▸ **WHAT IS NEEDED**
Set down each of the entries below word for word, keeping every line unchanged.
** start of PROVIDED DATA **
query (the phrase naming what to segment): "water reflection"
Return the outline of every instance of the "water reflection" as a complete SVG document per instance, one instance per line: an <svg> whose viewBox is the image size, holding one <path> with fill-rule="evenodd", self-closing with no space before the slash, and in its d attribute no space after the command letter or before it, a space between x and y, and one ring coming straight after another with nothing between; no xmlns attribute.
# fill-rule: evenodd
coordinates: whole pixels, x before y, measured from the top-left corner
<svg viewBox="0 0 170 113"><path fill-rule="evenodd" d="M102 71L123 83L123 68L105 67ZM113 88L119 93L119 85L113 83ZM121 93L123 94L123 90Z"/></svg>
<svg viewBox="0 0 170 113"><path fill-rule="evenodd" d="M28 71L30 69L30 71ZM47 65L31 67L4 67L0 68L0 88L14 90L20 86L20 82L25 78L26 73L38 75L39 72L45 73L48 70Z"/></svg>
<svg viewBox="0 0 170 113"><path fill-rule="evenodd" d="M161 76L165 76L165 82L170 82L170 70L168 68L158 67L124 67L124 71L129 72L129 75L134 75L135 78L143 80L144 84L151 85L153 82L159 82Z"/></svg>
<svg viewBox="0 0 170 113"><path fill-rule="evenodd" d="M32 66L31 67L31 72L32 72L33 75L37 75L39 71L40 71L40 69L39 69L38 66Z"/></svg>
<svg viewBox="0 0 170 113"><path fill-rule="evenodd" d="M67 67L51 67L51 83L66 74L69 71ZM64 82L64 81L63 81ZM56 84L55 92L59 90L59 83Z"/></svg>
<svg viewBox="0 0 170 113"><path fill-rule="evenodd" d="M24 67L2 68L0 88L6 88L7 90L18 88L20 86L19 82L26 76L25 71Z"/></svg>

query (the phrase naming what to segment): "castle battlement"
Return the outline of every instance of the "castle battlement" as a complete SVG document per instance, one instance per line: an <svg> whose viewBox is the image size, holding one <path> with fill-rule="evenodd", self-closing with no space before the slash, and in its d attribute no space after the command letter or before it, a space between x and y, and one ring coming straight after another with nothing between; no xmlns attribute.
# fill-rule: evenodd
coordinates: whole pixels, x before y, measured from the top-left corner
** end of PROVIDED DATA **
▸ **RESPONSE FOR THIS EXERCISE**
query (the phrase naming what to segment): "water reflection"
Return the outline of every instance of the "water reflection" as a complete SVG document per instance, one instance per line: an <svg> whose viewBox is the image size, holding one <path> with fill-rule="evenodd", self-closing with no space before the slash, and in its d attribute no space after the command letter or before it, a space between x and y, and one ring coming straight after another with nothing between; no xmlns attribute.
# fill-rule: evenodd
coordinates: whole pixels, x before y, measured from the top-left corner
<svg viewBox="0 0 170 113"><path fill-rule="evenodd" d="M102 71L123 83L123 68L105 67ZM113 88L119 93L119 85L113 83ZM121 93L123 94L123 90Z"/></svg>
<svg viewBox="0 0 170 113"><path fill-rule="evenodd" d="M28 71L30 69L30 71ZM47 65L31 67L4 67L0 68L0 88L14 90L20 86L20 82L25 78L26 73L38 75L39 72L45 73L48 70Z"/></svg>
<svg viewBox="0 0 170 113"><path fill-rule="evenodd" d="M161 76L165 76L165 82L170 82L170 70L168 68L158 67L124 67L124 71L129 72L129 75L134 75L135 78L143 80L144 84L151 85L153 82L159 82Z"/></svg>
<svg viewBox="0 0 170 113"><path fill-rule="evenodd" d="M32 66L31 67L31 72L32 72L33 75L37 75L39 71L40 71L40 69L39 69L38 66Z"/></svg>
<svg viewBox="0 0 170 113"><path fill-rule="evenodd" d="M67 67L51 67L51 83L66 74L69 71ZM64 82L64 81L63 81ZM56 84L55 92L59 90L59 83Z"/></svg>
<svg viewBox="0 0 170 113"><path fill-rule="evenodd" d="M24 67L2 68L0 88L6 88L7 90L18 88L20 86L19 82L26 76L25 71Z"/></svg>

query (the phrase naming what to segment): "castle battlement"
Return the outline of every instance of the "castle battlement" as a complete SVG document per instance, one instance per line: an <svg> whose viewBox is the image size, holding one <path> with fill-rule="evenodd", self-closing with no space before the slash, and in its d attribute no space after the command letter or before it, a space between x and y, and one ring coming straight after another with nothing between; no xmlns attribute.
# fill-rule: evenodd
coordinates: whole pixels, x before y, measured from the top-left corner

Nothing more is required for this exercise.